Exercise instructions:
Copy the data exactly; pictures stay out of the copy.

Records:
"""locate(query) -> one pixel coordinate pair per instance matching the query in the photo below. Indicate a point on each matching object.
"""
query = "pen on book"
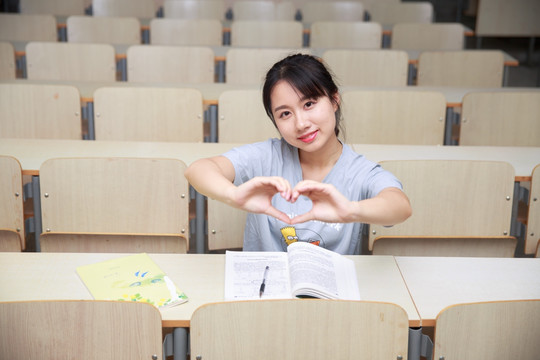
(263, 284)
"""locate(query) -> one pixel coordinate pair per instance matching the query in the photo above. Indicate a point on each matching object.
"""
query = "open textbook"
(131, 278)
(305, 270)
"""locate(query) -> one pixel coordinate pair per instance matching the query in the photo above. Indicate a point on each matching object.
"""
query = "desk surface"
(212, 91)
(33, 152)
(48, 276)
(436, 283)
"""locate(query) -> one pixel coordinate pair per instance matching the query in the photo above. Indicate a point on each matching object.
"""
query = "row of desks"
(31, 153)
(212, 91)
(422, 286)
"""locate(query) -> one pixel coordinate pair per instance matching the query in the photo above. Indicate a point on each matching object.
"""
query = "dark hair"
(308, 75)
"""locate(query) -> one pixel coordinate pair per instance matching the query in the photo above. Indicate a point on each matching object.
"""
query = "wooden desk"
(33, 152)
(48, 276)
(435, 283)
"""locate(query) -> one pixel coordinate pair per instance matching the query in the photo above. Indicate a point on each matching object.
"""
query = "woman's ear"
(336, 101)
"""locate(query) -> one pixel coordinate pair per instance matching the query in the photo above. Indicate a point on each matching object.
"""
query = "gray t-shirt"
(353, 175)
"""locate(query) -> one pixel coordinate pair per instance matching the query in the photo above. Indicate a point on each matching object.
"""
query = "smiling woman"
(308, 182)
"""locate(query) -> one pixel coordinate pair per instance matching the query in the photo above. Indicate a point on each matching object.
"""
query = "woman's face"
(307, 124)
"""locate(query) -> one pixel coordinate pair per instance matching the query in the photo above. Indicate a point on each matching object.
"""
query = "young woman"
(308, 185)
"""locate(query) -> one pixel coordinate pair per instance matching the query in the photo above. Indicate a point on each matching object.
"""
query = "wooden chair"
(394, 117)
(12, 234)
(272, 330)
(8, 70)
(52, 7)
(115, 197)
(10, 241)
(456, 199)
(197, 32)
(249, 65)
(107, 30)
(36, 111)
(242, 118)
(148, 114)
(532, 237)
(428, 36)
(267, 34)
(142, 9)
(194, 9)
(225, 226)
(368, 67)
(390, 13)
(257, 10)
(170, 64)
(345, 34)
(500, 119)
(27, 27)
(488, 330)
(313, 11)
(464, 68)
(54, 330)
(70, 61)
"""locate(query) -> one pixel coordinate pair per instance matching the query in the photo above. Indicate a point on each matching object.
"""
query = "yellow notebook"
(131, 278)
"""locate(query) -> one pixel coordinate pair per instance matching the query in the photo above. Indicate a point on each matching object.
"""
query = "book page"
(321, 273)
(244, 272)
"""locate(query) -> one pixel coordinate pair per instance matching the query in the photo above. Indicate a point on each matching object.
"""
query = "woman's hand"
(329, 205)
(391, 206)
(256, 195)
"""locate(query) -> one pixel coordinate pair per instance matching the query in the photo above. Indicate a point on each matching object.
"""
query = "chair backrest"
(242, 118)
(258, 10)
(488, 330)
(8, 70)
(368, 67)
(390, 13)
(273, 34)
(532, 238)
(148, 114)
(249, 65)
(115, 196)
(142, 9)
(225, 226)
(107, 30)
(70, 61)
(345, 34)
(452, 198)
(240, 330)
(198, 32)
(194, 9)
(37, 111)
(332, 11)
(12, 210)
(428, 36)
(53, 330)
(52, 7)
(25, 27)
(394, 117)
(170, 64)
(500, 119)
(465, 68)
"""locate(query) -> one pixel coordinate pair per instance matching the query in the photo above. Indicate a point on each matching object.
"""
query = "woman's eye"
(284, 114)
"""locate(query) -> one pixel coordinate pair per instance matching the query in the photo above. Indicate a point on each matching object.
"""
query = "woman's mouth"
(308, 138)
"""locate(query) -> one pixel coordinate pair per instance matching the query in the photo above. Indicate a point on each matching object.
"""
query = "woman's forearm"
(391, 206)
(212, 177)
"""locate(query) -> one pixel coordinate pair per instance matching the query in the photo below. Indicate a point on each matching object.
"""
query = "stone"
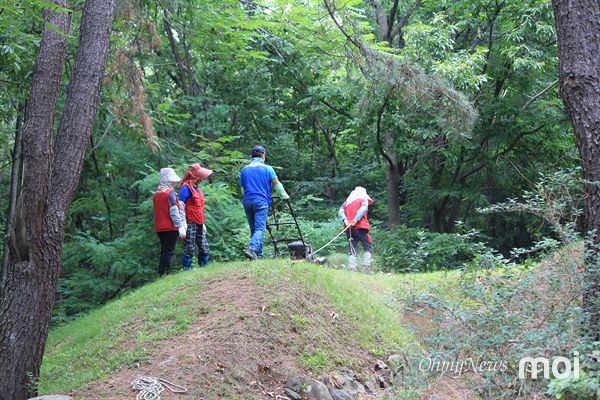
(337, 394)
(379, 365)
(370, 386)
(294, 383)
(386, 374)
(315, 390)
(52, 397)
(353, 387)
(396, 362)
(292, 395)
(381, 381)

Exercise output:
"""locate(query) -> one pixel coordinate pair per instance matching the query in the photo below. Indicate a point on each matching object.
"""
query = "pen on book"
(263, 284)
"""locate(query) -> one pixel coordinate pair per instance matching the query in the photo above. Indicate a point on each matching object.
"""
query = "open textbook"
(131, 278)
(305, 270)
"""locate(query) -> one pixel coordinate pair per instance matching the query in the photo above. Indicate a point on each matching object.
"""
query = "desk surface"
(212, 91)
(33, 152)
(48, 276)
(436, 283)
"""locate(query) -> one pixel coordinate pair per instance matching the query in the photo above. Indicate a point on each matching object.
"""
query = "row of desks"
(31, 153)
(212, 91)
(422, 286)
"""locate(query) -> one pixel coordinate pair per instance matching the query in the photo above. Indicate a point on each matching object.
"""
query = "dark hair"
(308, 75)
"""locate(query) -> one pixel coordinate pair per instance matching the query in the photo above. Indicate a point on each matching object.
"""
query = "wooden desk"
(33, 152)
(48, 276)
(435, 283)
"""locate(query) -> one pixel coordinate pair per instance matching the query in the photo above. Indicate a point on each matching object.
"""
query = "woman's ear"
(336, 101)
"""locate(query) -> one pixel coordinate pair per instance matching the query in the photo above. Indicate a point on each matching object.
"""
query = "gray t-shirt"
(353, 175)
"""locate(query) -> one pixel coordinate pair per instance matching the query in the photo above. Indicate a point on each matching object.
"""
query = "smiling woman"
(308, 182)
"""locate(query) -> one pixel coordinate pair per instance matching the query in the photo above. Indicate a point on each matching object.
"""
query = "woman's face"
(307, 124)
"""locate(query) -> one pixel coordinate pair per instance matching the query in the photo above. Indicate a point on each matching object.
"""
query = "young woman"
(308, 185)
"""locate(query) -> one pixel coordinate pair per instance matching the query in the photo above. Indicate a point on each matching object.
"""
query = "wooden chair"
(394, 117)
(12, 234)
(272, 330)
(8, 70)
(52, 7)
(115, 197)
(10, 241)
(456, 199)
(197, 32)
(249, 65)
(107, 30)
(36, 111)
(242, 118)
(148, 114)
(532, 237)
(428, 36)
(267, 34)
(142, 9)
(194, 9)
(225, 226)
(368, 67)
(390, 13)
(257, 10)
(170, 64)
(345, 34)
(500, 119)
(27, 27)
(488, 330)
(313, 11)
(464, 68)
(54, 330)
(70, 61)
"""locate(query) -> one pixel coordinate pair per instance matching the query in the photo above. Indicate a point on each matching object.
"""
query = "yellow notebook"
(131, 278)
"""locate(query) -> one pixel coordinate pair per instance matching the query in the photo above. Indicate a point on each matching object.
"""
query = "book page"
(321, 273)
(244, 272)
"""locate(query) -> one pixel coordinate pair per instance matching the query in the photo above. Indicate a point on each matching object.
"""
query = "woman's hand"
(329, 205)
(391, 206)
(256, 195)
"""locate(query) -> one pixel coordinate pair per instance matching the query in the photo above. Indicate a point on each matching object.
"""
query = "chair backrest"
(242, 118)
(258, 10)
(488, 330)
(8, 70)
(368, 67)
(390, 13)
(273, 34)
(532, 238)
(148, 114)
(249, 65)
(115, 196)
(142, 9)
(225, 226)
(107, 30)
(70, 61)
(345, 34)
(452, 198)
(240, 330)
(198, 32)
(194, 9)
(37, 111)
(332, 11)
(12, 210)
(428, 36)
(53, 330)
(52, 7)
(25, 27)
(394, 117)
(170, 64)
(500, 119)
(465, 68)
"""locate(query) -> one pixel coordinate pair per instance matching the query in the photo above. Indicate a point on each matching object.
"""
query = "woman's eye"
(284, 114)
"""locate(query) -> one pixel coordinate pair per instance matching the query in the photo above. Indicate a point on each matching object.
"""
query = "woman's mouth"
(308, 138)
"""locate(query) -> one pixel coordinate pair per instance matching the query in the photo above. Indicate a point on each matching object.
"""
query = "woman's forearm"
(391, 206)
(212, 177)
"""locate(query) -> one pixel coordinate pair per instance matching the query in the photo below. Indicate a point on each matching object.
"""
query = "stone"
(337, 394)
(379, 365)
(370, 386)
(294, 383)
(386, 374)
(315, 390)
(52, 397)
(353, 387)
(396, 362)
(292, 395)
(381, 381)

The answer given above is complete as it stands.